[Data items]
################
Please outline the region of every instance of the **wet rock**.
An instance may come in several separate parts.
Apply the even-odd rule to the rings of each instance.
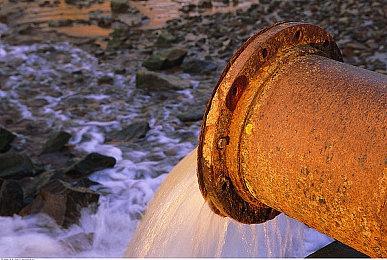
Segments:
[[[212,8],[211,0],[199,0],[198,3],[199,8]]]
[[[142,63],[142,66],[149,70],[169,69],[175,66],[179,66],[183,62],[186,55],[187,51],[183,49],[167,49],[157,52],[146,59]]]
[[[99,27],[109,28],[112,25],[112,17],[110,14],[102,10],[95,10],[89,13],[90,21],[96,21]]]
[[[98,85],[103,85],[103,84],[113,85],[114,78],[111,76],[102,76],[102,77],[97,79],[97,83],[98,83]]]
[[[41,154],[60,152],[63,150],[65,144],[67,144],[70,138],[71,134],[64,131],[53,134],[43,145]]]
[[[13,216],[23,207],[23,190],[15,180],[5,180],[0,189],[0,216]]]
[[[155,46],[167,48],[167,47],[170,47],[172,42],[174,42],[175,40],[176,40],[175,36],[173,36],[169,31],[161,30],[159,37],[157,37]]]
[[[187,112],[178,114],[177,118],[179,118],[180,121],[182,122],[195,122],[195,121],[202,120],[203,115],[204,115],[204,109],[194,108]]]
[[[139,70],[136,73],[136,87],[148,91],[183,90],[191,83],[174,75]]]
[[[99,153],[90,153],[81,161],[73,164],[64,171],[64,174],[72,178],[80,178],[106,168],[112,168],[116,159]]]
[[[355,50],[365,50],[367,47],[359,42],[349,42],[347,43],[347,48],[355,49]]]
[[[90,207],[96,211],[99,194],[86,189],[71,187],[59,179],[51,180],[40,189],[36,199],[23,208],[21,216],[45,213],[58,225],[69,227],[77,223],[81,209]]]
[[[11,148],[11,143],[16,135],[5,128],[0,127],[0,153],[5,153]]]
[[[70,19],[59,19],[59,20],[50,20],[48,21],[49,27],[63,27],[72,25],[73,21]]]
[[[110,9],[113,13],[126,13],[129,7],[129,1],[127,0],[112,0],[110,2]]]
[[[74,252],[90,250],[93,247],[93,241],[94,233],[78,233],[60,240],[65,248],[71,248]]]
[[[195,4],[182,4],[179,10],[183,13],[189,13],[195,10],[195,8],[196,8]]]
[[[217,65],[210,61],[192,59],[183,64],[183,71],[192,74],[209,74],[217,69]]]
[[[131,49],[132,42],[128,39],[128,32],[122,28],[115,29],[111,34],[112,39],[108,42],[108,49]]]
[[[38,174],[35,177],[23,178],[19,181],[23,189],[24,204],[31,203],[36,196],[39,195],[39,190],[46,185],[56,172],[54,170],[46,171]]]
[[[128,125],[121,131],[114,134],[113,138],[128,142],[139,138],[144,138],[149,130],[150,127],[148,121],[138,121]]]
[[[22,24],[16,29],[17,33],[19,34],[28,34],[31,30],[32,30],[32,26],[31,24],[28,24],[28,23]]]
[[[24,154],[7,152],[0,154],[0,178],[20,179],[33,176],[31,159]]]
################
== WORK INSTRUCTIONS ==
Could you please retype the lines from the start of the data through the line with "Apply the even-odd", both included, and nothing else?

== REPLY ==
Please outline the region of every instance of the **wet rock**.
An instance may come in several separate parts.
Apply the even-odd rule to the rings of each instance.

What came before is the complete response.